TASK DIRECTIONS:
Update the passage about monks, everything from "Monks may not" down to "of Buddha's birthplace.", and write it out again with "Nepal" changed to "Kathmandu".

DOCUMENT SECTION:
::::

Monks may not be in the news here, but they are big news for me. One of the side attractions for me in Nepal is being able to study Buddhism and be around those with a daily practice, allowing me to experience what it's like to be in a country where it is the norm, not an oddity. Red and Orange robed monks and nuns with shaven heads, long mala beads swinging and always muttering the Buddhist chant from compassion "Om Mani Padma Hum" is NORMAL here, people, not some freak sideshow as it would be in the USA. I purposely single out monks to talk to, teach English too and listen too, a very easy task in this land of Buddha's birthplace.
Two young monks help an aging monk along the path in Boudha-a good place for monk sightings!

One drawback to monks is, they tend to be early risers. Sleeping as I do at monastery guest houses, I am constantly woken up by the ringing of bells and chanting. I decided to move from Tharlam Guest House and Monastery the other day when I began to curse the monks who seemed to be getting up earlier and earlier to ring bells, bang gongs and crash cymbals. The Tharlam monks go the extra mile, blowing on these ancient long horns that take 2 monks at least to hold up while A third blows hard, making a sound much like 100 cats who's tails are being stepped on at the same time. "Damn those monks-why can't' they sleep in!" I heard myself mutter, looking at my watch- 4 a.m.! Really? You need to start prayers at 4 fricken a.m.?!?

::::

[Entries from an annotation dataset]
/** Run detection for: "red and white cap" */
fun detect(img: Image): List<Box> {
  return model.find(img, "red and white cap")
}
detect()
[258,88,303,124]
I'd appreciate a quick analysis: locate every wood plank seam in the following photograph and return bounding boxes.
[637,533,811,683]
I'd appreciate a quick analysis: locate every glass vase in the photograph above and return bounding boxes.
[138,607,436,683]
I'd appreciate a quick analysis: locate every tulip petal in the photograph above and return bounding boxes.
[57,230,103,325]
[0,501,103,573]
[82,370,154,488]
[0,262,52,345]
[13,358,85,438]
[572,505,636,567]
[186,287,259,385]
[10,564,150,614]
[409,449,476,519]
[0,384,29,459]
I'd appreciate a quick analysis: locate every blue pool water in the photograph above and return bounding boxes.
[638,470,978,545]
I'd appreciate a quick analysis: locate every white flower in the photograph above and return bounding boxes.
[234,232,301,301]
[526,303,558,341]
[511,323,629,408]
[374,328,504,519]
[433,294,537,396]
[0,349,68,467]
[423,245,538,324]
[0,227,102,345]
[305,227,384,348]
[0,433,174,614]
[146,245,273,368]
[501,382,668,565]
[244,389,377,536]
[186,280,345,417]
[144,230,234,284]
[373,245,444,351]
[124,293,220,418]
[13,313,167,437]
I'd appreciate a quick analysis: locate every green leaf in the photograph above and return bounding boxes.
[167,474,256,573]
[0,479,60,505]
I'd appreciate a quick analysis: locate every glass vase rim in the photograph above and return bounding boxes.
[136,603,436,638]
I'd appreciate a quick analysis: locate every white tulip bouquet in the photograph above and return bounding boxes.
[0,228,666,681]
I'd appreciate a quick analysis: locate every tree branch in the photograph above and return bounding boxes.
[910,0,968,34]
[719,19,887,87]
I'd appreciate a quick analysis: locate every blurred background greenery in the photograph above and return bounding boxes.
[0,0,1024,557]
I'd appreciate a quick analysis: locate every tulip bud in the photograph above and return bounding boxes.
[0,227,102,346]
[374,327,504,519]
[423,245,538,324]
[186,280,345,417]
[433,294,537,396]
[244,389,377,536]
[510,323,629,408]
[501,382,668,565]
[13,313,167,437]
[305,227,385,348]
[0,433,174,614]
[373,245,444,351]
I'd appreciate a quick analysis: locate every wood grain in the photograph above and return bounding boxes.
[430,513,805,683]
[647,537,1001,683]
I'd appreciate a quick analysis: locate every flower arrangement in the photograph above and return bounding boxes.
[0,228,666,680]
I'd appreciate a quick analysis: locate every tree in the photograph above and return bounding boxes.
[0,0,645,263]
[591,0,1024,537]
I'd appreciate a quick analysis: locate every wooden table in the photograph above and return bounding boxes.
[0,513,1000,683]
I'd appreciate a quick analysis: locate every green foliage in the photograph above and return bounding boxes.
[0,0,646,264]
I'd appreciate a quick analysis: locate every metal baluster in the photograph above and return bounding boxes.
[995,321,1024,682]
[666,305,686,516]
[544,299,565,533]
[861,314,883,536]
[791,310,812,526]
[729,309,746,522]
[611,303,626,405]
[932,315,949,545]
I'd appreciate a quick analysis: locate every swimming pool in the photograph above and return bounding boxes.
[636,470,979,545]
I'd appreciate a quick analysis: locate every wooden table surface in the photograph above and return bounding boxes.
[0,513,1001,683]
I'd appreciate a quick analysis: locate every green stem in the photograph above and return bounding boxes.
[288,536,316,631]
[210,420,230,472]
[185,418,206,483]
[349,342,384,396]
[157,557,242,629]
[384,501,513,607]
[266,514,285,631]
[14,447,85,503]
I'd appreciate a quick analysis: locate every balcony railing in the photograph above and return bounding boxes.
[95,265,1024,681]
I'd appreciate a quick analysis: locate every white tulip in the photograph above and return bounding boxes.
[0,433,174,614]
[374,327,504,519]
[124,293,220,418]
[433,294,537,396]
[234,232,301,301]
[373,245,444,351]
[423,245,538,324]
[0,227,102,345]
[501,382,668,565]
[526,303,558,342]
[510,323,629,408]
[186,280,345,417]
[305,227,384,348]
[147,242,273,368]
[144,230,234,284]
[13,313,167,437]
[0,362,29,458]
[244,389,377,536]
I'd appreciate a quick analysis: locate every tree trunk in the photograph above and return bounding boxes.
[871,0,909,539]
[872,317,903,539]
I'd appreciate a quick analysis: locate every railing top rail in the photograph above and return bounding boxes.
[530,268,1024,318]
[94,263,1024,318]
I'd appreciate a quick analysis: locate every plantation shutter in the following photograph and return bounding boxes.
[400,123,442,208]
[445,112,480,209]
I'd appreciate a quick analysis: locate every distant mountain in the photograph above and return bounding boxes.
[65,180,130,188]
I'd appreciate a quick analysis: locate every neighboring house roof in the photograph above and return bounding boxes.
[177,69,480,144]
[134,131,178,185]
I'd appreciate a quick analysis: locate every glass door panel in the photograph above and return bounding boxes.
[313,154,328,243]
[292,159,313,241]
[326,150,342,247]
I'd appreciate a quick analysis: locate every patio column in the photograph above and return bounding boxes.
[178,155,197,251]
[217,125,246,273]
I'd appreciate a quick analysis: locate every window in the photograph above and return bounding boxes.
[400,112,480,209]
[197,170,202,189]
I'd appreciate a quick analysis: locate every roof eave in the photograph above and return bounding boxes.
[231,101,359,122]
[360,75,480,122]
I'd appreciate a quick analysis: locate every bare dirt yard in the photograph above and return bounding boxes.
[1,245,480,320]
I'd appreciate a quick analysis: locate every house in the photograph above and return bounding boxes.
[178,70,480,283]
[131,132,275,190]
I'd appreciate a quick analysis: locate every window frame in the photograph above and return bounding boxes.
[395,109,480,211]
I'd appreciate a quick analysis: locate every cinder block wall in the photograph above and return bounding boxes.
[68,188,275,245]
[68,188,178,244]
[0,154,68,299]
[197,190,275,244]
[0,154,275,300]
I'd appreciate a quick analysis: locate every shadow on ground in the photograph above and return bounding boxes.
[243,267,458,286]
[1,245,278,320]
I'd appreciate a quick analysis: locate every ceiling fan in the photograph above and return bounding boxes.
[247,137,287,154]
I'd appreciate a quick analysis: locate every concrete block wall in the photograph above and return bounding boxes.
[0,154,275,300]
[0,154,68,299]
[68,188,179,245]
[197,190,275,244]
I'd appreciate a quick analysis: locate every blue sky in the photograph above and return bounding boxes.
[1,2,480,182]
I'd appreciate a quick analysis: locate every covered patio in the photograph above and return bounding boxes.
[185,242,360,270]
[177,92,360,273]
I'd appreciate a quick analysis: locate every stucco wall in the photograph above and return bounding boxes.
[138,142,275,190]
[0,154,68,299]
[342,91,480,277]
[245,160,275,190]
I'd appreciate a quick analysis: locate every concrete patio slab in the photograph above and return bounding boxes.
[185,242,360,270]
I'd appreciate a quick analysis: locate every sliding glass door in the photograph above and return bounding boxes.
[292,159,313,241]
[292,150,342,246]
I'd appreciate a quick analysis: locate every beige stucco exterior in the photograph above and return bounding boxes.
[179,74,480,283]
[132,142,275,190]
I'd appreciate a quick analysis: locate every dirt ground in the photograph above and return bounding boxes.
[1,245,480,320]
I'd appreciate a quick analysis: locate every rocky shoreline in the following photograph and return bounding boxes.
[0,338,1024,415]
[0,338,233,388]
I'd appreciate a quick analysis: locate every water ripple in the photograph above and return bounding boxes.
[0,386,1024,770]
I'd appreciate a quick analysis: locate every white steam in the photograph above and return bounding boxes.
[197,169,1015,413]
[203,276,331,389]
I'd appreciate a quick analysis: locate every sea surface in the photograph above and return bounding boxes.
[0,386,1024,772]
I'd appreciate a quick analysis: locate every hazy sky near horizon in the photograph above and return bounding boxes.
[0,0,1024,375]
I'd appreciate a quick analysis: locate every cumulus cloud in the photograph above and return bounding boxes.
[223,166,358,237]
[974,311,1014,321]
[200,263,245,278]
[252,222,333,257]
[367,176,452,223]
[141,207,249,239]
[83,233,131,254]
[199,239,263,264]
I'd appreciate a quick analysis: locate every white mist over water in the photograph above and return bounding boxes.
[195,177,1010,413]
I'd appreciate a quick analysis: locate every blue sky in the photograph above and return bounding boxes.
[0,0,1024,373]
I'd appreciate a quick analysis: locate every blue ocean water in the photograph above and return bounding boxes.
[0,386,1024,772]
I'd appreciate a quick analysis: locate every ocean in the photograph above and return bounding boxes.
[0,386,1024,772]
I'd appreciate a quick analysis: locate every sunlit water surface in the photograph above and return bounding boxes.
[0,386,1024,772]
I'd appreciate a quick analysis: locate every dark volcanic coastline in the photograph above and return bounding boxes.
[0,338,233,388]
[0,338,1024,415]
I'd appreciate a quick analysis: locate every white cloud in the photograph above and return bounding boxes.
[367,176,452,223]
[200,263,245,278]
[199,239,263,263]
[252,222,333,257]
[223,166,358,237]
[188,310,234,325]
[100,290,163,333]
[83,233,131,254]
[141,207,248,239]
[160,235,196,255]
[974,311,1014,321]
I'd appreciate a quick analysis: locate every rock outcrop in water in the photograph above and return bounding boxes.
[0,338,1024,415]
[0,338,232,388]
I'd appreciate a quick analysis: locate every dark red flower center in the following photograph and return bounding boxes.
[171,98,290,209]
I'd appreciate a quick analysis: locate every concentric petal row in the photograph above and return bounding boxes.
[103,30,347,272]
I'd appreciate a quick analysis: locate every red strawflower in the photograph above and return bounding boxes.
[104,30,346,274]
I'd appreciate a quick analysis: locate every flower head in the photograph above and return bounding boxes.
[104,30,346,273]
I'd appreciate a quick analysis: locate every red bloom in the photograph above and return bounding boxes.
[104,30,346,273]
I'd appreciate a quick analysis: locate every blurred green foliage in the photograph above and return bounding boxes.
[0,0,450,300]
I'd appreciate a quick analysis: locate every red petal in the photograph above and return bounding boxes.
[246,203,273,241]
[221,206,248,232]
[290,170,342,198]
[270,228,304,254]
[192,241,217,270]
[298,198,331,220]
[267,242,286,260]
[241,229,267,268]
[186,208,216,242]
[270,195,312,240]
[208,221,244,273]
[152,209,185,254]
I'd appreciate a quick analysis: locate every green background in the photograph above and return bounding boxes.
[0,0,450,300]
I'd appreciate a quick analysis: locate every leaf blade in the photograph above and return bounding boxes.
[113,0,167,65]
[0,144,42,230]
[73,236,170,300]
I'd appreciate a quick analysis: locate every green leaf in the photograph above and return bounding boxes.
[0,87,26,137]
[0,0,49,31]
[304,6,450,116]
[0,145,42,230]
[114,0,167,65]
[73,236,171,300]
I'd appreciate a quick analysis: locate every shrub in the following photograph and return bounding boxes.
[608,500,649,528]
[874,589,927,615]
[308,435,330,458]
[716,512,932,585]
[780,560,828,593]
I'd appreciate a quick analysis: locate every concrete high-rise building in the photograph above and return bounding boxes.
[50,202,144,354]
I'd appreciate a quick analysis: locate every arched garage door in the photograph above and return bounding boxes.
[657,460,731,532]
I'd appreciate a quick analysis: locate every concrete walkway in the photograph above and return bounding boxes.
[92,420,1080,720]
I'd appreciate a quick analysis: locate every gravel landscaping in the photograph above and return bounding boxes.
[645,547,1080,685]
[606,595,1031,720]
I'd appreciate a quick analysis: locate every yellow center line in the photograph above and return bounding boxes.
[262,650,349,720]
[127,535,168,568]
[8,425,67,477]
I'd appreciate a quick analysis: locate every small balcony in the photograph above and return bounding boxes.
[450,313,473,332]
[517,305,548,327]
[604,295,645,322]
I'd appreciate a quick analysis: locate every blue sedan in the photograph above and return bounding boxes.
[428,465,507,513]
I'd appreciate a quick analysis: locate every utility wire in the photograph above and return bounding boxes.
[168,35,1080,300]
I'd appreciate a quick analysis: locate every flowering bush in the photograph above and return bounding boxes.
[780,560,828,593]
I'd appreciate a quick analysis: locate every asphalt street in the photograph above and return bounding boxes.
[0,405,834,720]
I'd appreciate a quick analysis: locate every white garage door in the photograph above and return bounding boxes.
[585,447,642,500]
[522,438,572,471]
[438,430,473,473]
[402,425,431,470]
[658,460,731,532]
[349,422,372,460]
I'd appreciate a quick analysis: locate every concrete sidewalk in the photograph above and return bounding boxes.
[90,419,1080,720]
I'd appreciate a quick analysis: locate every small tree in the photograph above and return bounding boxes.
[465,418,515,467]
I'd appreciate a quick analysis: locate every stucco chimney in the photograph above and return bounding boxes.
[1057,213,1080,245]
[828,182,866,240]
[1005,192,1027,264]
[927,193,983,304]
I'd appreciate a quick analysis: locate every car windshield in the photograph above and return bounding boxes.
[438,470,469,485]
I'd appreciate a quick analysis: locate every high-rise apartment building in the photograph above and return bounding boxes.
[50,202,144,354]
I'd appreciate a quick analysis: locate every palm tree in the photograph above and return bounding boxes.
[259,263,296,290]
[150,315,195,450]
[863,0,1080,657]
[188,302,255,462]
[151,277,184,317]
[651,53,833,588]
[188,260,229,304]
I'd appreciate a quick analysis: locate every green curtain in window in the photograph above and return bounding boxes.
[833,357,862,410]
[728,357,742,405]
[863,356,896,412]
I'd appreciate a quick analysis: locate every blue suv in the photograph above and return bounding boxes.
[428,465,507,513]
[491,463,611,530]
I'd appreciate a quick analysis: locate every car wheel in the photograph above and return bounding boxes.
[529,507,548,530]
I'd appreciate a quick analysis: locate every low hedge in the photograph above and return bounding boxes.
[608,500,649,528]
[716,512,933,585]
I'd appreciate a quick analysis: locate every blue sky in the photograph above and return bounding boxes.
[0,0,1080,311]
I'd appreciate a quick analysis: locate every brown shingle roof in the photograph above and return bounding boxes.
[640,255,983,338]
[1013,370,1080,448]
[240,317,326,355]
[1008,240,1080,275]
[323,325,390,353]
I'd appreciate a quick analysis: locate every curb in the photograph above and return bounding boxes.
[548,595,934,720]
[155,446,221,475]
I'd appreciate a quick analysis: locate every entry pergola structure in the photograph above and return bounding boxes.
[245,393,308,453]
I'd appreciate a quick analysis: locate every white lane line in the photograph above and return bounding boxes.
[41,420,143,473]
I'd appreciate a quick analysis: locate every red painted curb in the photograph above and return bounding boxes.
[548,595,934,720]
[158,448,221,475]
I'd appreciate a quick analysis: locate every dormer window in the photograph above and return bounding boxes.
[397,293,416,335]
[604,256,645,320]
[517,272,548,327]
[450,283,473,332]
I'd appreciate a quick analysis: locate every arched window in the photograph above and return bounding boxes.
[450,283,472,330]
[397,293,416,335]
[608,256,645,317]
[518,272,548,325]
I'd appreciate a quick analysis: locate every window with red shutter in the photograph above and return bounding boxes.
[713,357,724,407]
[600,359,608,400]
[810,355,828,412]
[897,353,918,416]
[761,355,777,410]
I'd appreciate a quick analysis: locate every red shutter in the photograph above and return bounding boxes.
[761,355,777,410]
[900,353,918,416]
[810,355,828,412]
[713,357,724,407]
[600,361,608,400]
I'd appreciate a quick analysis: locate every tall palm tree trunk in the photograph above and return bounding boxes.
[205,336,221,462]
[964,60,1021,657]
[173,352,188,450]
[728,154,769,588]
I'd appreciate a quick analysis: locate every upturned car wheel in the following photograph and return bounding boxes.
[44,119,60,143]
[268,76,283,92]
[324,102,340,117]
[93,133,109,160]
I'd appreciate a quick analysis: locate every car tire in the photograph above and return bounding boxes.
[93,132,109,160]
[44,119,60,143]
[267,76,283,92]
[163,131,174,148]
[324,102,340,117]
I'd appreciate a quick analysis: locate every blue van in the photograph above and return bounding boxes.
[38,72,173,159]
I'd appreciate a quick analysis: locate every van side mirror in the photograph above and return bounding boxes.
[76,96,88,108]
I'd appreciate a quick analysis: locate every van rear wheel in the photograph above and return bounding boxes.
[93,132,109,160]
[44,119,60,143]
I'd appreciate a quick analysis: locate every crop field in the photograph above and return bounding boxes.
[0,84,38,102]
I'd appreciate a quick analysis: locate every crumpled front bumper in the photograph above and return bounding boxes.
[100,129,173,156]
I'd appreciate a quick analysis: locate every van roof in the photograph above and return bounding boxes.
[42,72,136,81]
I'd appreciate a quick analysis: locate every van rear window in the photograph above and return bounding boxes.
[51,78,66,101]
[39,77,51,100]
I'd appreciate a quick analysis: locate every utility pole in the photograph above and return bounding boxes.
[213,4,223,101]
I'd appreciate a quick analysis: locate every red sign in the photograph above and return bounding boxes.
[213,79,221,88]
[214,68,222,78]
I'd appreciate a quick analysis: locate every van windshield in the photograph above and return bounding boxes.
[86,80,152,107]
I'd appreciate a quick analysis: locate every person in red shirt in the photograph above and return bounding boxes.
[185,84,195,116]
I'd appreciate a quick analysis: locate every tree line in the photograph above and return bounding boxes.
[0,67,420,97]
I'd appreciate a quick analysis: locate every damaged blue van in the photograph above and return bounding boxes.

::::

RESPONSE TO THIS TASK:
Monks may not be in the news here, but they are big news for me. One of the side attractions for me in Kathmandu is being able to study Buddhism and be around those with a daily practice, allowing me to experience what it's like to be in a country where it is the norm, not an oddity. Red and Orange robed monks and nuns with shaven heads, long mala beads swinging and always muttering the Buddhist chant from compassion "Om Mani Padma Hum" is NORMAL here, people, not some freak sideshow as it would be in the USA. I purposely single out monks to talk to, teach English too and listen too, a very easy task in this land of Buddha's birthplace.